• **Directions for this task**
In the records below, find the line containing "Place one point per instance of the overcast", then reproduce that line and every one after it to the end, exactly and alone.

======== Information shown

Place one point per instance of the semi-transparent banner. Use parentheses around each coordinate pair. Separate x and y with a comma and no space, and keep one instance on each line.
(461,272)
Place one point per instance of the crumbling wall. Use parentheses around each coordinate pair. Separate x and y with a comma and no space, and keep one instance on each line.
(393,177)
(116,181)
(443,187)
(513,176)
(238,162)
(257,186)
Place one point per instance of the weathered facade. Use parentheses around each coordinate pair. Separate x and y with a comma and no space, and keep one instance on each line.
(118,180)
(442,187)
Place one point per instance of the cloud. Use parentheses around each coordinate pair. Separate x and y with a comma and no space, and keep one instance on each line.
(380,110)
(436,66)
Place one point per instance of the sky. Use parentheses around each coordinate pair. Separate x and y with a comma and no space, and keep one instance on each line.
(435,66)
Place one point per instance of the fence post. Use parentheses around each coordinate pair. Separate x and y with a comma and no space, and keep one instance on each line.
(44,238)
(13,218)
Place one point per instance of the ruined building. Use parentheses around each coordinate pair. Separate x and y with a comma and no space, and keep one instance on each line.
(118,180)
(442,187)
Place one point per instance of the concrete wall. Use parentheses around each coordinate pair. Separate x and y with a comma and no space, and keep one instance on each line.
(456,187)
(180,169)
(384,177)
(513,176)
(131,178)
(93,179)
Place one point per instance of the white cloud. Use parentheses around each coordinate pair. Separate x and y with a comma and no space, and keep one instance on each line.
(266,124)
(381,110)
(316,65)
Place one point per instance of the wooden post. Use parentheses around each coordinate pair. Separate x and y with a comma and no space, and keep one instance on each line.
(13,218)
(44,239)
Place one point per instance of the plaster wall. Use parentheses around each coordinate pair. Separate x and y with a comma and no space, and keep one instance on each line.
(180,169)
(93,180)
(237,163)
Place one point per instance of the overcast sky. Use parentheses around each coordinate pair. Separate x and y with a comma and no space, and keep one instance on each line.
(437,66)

================

• **Solution to the exercise**
Place one point per instance of the overcast sky. Use parentheses around each coordinate pair. Separate x and y with a comma and no space, and keep one instance on each line.
(437,66)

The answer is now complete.